[Excerpts from a dataset]
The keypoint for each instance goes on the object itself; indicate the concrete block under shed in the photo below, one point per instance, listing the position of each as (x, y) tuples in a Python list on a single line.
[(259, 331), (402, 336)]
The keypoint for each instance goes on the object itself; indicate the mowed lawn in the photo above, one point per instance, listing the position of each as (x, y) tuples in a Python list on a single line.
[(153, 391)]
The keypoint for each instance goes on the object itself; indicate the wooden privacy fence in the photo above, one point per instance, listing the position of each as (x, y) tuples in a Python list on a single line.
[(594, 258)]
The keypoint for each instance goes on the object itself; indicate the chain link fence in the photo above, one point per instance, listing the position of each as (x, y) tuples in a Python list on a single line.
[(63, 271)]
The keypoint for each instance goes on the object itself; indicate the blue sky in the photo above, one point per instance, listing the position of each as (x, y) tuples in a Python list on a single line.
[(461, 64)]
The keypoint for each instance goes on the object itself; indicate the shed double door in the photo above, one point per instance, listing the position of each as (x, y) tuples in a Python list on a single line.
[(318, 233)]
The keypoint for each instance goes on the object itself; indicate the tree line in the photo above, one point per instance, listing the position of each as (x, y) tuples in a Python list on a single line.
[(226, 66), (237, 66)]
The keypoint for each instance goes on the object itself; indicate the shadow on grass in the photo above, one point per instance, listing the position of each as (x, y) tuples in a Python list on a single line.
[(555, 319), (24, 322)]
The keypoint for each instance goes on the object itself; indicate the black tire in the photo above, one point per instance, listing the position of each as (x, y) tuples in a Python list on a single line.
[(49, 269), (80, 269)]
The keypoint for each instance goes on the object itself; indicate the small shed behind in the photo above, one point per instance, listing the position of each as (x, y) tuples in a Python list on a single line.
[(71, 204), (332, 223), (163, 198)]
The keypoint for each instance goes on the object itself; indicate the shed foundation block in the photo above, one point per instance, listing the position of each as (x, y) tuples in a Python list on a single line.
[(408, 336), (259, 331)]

Aim of the task
Repeat each line of the data exactly as it appears above.

Your response
The keypoint for each instance goes on the object itself; indicate the concrete block under shed in the photo below, one point per instance, listing the position of each as (x, y) tuples in a Python list on a single line.
[(259, 331), (402, 336)]
The keypoint for each instance goes on the object itself; indicate the mowed lawn in the photo above, one point per instance, listing the position of each as (x, y) tuples in a Python list on a single line.
[(153, 391)]
The keypoint for each instance goes on the object itself; indicate the wooden privacy fence in the photo above, one point per instance, listing the position of each as (x, y) tuples in a Python list on a single line.
[(594, 258)]
The keypoint for each instance goes on the object itself; indicate the chain link fence in the photo above, one point per instance, listing the position of each as (x, y) tuples in a Python list on a single line.
[(63, 271)]
The keypoint for each instance goes on the object itself; indicate the blue sky in the photo above, one point per instance, listing the position of each as (x, y) tuples in a Python list on a single line.
[(461, 64)]
The keypoint for each instance goes on the object itself; indicate the shed double door in the photo above, one point per instance, listing the position of each as (x, y) tuples in a Python list on a single line.
[(318, 233)]
The keypoint for each instance goes on the object itself; indicate the tree line in the photo above, one point per instance, listing the position of each as (x, y) tuples in a Python list on a single line.
[(226, 66), (237, 66)]
The keypoint for each instance goes on the object itself; indicate the shadow on grass in the photo above, one point per instance, listing the position of each as (x, y) tuples in a Python list on a single line.
[(555, 319), (24, 322)]
The keypoint for each instance goes on the object itself; indicate the black tire in the photo above, one point per instance, listing the position of each as (x, y) tuples in a Python list on a single line.
[(49, 269), (80, 269)]
The keypoint for each instance goes on the object itself; indicate the small shed behind in the photo above, one point per instance, listing the position of each as (x, y) tuples in a Python list on a single line.
[(71, 204), (332, 223), (163, 198)]
The keypoint for each instance goes on the object itself; indicate the shed foundation block in the photo above, one point per instance, listing the position of each as (x, y) tuples in a Python list on a single line.
[(408, 336), (259, 331)]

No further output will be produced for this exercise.